Dataset -

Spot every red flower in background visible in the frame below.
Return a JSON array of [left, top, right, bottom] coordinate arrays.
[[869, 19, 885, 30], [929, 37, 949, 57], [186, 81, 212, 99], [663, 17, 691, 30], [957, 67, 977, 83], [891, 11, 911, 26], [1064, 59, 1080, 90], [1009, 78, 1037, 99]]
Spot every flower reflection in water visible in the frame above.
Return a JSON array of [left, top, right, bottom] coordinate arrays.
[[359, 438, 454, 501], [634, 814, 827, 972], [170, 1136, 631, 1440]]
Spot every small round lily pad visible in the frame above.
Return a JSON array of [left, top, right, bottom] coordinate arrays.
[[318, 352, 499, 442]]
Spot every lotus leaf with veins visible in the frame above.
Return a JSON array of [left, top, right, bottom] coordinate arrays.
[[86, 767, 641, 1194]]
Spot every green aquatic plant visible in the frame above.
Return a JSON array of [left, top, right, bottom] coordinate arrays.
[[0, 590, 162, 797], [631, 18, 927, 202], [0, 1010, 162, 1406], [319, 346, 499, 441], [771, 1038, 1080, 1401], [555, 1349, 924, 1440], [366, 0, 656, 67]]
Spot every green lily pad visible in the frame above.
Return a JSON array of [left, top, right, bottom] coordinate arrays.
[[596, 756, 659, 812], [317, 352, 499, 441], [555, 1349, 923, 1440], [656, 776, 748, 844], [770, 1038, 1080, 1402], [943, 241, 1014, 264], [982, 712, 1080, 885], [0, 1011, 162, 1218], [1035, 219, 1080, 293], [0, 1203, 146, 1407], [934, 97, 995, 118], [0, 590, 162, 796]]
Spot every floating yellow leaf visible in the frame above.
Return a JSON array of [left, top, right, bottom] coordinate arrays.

Work to complete - The required output is the line containing "Spot every green aquatic" through the last line of the records above, each copied exactly and nothing more.

Your response -
Spot every green aquatic plant visible in the frame above.
Return a JSON array of [left, top, right, bottom] coordinate arrays.
[[0, 590, 162, 797], [631, 18, 927, 202], [0, 1010, 162, 1406], [319, 346, 499, 441], [771, 1038, 1080, 1401], [555, 1349, 924, 1440], [366, 0, 656, 67]]
Spot every green lily pad visible in the frame above.
Return a JSON array of [left, top, right, bottom] coordinate arrays.
[[596, 756, 659, 812], [317, 352, 499, 441], [555, 1349, 923, 1440], [656, 776, 748, 844], [770, 1038, 1080, 1402], [943, 241, 1014, 264], [982, 712, 1080, 885], [0, 1011, 162, 1218], [1035, 219, 1080, 293], [0, 1203, 146, 1407], [934, 97, 995, 118], [0, 590, 162, 796]]
Spot every floating yellow leaf visible in the frame above.
Return a JSON array of [left, top, right, bottom] coordinate arrays.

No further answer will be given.